Passage shown: Begin

From Choice to Coercion: How HB 254 Empowers Government Over Life and Death

This op-ed by Cornerstone’s Shannon McGinley was originally published in the New Hampshire Journal on 3/15/2025.

HB 254, relative to end of life options, is out of committee and is headed to full House consideration this week. You could call this the bill that never dies as various iterations of “medical aid in dying” (MAID) bills are introduced, and have, thankfully, failed each year. 

First, let’s call this what it is – physician assisted suicide (PAS). The path to accepting the unthinkable often runs through digestible terminology, and that is exactly how PAS has been softened to become “medical aid in dying”. This is like adding a sweet coating to a poison pill. No matter how you phrase it, this is about the forcible termination of human life with the willing participation and enablement of a physician. 

Rather than acknowledging this harsh and inhuman reality, those who support physician assisted suicide paint an appealing picture of self-determination and individual rights. The act itself is romanticized – soft music, loved ones in attendance, and a graceful letting go of pain and suffering, all on the individual’s own terms. This idealized image, like its softened label, masks the harsh realities of what actually happens when the state gets into the business of sanctioning and enabling suicide.

Passage shown: End

_Problems to work on_
• A. Transcribe word for word the part of the op-ed on HB 254 that opens with the words containing "This op-ed by" and closes with "of a physician.".
• B. Answer these questions about the op-ed on HB 254:
(i) In which publication was the op-ed originally published?
(ii) What name does the writer say the "medical aid in dying" bills should be called instead?
(iii) What consideration is HB 254 headed to this week?

Excerpted records: Begin

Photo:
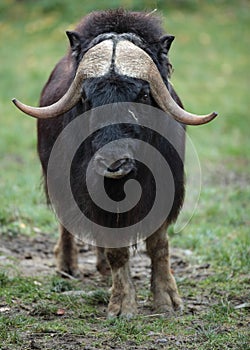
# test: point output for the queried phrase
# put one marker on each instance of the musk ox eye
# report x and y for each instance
(144, 97)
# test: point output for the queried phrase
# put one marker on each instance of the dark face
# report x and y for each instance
(115, 161)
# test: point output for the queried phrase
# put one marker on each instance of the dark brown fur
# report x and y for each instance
(147, 27)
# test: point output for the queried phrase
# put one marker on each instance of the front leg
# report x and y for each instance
(66, 253)
(163, 285)
(123, 297)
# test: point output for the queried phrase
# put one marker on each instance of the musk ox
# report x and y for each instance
(116, 57)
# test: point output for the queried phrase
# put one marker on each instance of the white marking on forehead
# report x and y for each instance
(97, 60)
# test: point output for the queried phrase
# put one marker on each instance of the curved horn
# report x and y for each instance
(134, 62)
(96, 62)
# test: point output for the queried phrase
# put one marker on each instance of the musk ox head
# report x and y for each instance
(116, 68)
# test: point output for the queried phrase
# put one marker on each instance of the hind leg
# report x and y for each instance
(123, 299)
(66, 253)
(165, 294)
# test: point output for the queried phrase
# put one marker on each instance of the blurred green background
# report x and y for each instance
(210, 56)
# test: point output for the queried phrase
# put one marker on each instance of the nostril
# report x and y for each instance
(117, 165)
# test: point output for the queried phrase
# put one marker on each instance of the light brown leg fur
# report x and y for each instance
(101, 262)
(66, 253)
(163, 285)
(123, 297)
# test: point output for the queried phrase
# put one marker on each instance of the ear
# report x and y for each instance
(165, 43)
(75, 41)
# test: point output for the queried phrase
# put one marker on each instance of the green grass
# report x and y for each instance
(211, 60)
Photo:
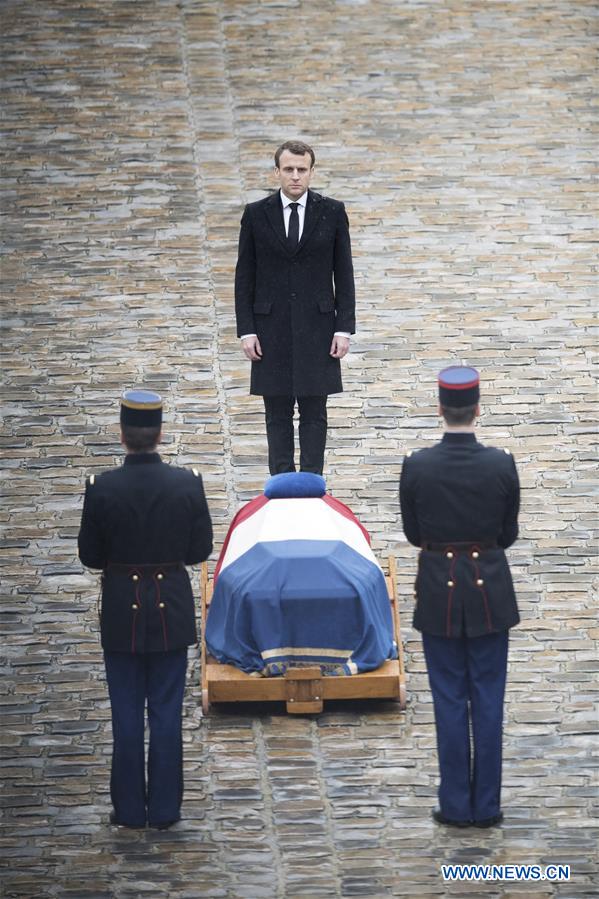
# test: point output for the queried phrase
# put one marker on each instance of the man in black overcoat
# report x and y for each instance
(459, 504)
(295, 306)
(142, 523)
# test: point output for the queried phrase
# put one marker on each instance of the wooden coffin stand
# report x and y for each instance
(302, 689)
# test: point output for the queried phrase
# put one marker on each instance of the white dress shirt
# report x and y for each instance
(301, 212)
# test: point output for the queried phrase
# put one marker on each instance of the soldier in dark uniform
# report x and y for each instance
(142, 523)
(459, 504)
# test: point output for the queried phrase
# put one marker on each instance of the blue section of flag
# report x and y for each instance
(315, 595)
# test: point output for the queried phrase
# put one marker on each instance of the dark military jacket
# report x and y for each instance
(459, 503)
(295, 299)
(141, 524)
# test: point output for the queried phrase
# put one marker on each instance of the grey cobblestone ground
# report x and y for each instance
(459, 134)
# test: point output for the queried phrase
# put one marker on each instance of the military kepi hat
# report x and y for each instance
(459, 386)
(141, 409)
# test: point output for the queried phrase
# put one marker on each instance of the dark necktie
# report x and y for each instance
(293, 233)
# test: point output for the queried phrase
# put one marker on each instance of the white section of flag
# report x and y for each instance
(307, 518)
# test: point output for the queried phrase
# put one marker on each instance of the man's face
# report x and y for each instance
(294, 174)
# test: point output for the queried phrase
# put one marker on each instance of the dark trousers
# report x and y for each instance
(158, 679)
(278, 411)
(467, 677)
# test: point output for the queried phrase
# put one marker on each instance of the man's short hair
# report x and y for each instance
(140, 440)
(459, 416)
(298, 148)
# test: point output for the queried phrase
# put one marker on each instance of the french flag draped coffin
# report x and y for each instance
(297, 584)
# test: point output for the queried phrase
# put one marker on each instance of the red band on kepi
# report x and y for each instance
(459, 386)
(141, 409)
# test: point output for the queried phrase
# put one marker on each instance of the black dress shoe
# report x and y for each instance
(164, 825)
(489, 822)
(116, 823)
(440, 818)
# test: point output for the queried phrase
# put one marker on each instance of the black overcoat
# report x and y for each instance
(461, 492)
(141, 524)
(295, 300)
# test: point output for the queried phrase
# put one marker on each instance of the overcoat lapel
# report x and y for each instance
(274, 214)
(313, 213)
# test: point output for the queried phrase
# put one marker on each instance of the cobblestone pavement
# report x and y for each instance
(459, 135)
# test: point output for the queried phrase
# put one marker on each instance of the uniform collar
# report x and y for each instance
(454, 437)
(142, 458)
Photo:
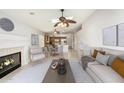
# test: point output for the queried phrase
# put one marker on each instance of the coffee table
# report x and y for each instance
(53, 77)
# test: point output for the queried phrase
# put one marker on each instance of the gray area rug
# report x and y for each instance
(35, 73)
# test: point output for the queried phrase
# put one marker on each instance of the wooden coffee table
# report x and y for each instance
(53, 77)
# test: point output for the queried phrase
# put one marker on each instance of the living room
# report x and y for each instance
(61, 46)
(75, 43)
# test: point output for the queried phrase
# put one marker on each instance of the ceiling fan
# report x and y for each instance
(63, 21)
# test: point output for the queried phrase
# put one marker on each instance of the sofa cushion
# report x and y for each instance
(118, 66)
(96, 51)
(105, 73)
(111, 58)
(103, 59)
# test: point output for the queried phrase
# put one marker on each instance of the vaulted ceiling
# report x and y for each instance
(41, 18)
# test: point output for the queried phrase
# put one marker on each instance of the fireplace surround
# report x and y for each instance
(9, 63)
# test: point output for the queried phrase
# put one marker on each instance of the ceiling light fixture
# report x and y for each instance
(63, 22)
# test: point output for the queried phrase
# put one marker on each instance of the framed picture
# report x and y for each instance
(121, 35)
(34, 39)
(110, 36)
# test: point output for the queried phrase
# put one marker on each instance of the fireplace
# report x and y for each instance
(9, 63)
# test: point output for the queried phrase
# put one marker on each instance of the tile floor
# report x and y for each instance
(35, 72)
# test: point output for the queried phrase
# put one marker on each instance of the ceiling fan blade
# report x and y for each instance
(67, 24)
(70, 17)
(71, 21)
(57, 24)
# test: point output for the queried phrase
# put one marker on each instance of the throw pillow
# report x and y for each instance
(118, 66)
(103, 59)
(96, 51)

Excerpted records: End

_Solution list_
• A.
This op-ed by Cornerstone’s Shannon McGinley was originally published in the New Hampshire Journal on 3/15/2025.

HB 254, relative to end of life options, is out of committee and is headed to full House consideration this week. You could call this the bill that never dies as various iterations of “medical aid in dying” (MAID) bills are introduced, and have, thankfully, failed each year. 

First, let’s call this what it is – physician assisted suicide (PAS). The path to accepting the unthinkable often runs through digestible terminology, and that is exactly how PAS has been softened to become “medical aid in dying”. This is like adding a sweet coating to a poison pill. No matter how you phrase it, this is about the forcible termination of human life with the willing participation and enablement of a physician.

• B.
(i) The New Hampshire Journal.
(ii) Physician assisted suicide (PAS).
(iii) Full House consideration.